:: Dataset ::
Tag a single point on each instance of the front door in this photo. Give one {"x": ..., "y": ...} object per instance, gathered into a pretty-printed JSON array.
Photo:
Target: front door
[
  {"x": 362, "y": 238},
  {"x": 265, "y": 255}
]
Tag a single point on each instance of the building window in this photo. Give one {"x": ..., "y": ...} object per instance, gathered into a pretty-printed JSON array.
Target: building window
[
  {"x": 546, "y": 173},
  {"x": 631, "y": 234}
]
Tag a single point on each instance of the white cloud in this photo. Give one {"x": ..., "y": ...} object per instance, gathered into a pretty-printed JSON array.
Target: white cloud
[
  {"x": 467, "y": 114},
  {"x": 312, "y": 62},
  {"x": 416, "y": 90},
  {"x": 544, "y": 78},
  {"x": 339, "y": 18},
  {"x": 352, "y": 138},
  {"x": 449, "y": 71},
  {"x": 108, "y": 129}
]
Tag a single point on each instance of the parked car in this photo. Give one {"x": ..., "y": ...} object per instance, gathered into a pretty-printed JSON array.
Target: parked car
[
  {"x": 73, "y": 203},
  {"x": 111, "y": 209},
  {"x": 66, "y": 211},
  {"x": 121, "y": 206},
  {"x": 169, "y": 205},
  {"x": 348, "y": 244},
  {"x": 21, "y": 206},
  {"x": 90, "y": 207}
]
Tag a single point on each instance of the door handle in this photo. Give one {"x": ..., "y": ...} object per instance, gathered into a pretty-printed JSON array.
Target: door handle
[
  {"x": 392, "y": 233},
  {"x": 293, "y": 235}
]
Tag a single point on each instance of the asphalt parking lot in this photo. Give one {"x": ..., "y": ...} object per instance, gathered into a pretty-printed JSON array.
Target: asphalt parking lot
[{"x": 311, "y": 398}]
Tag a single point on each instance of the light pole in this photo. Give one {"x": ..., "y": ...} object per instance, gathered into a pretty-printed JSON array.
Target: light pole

:: Work order ::
Whichever lines of the records above hold the word "light" should all be copied out.

:: Solution for this problem ::
Tag a single point on each instance of the light pole in this photo. Give one {"x": ..., "y": ...} object per instance, gathered into a pretty-printed JSON array.
Target: light pole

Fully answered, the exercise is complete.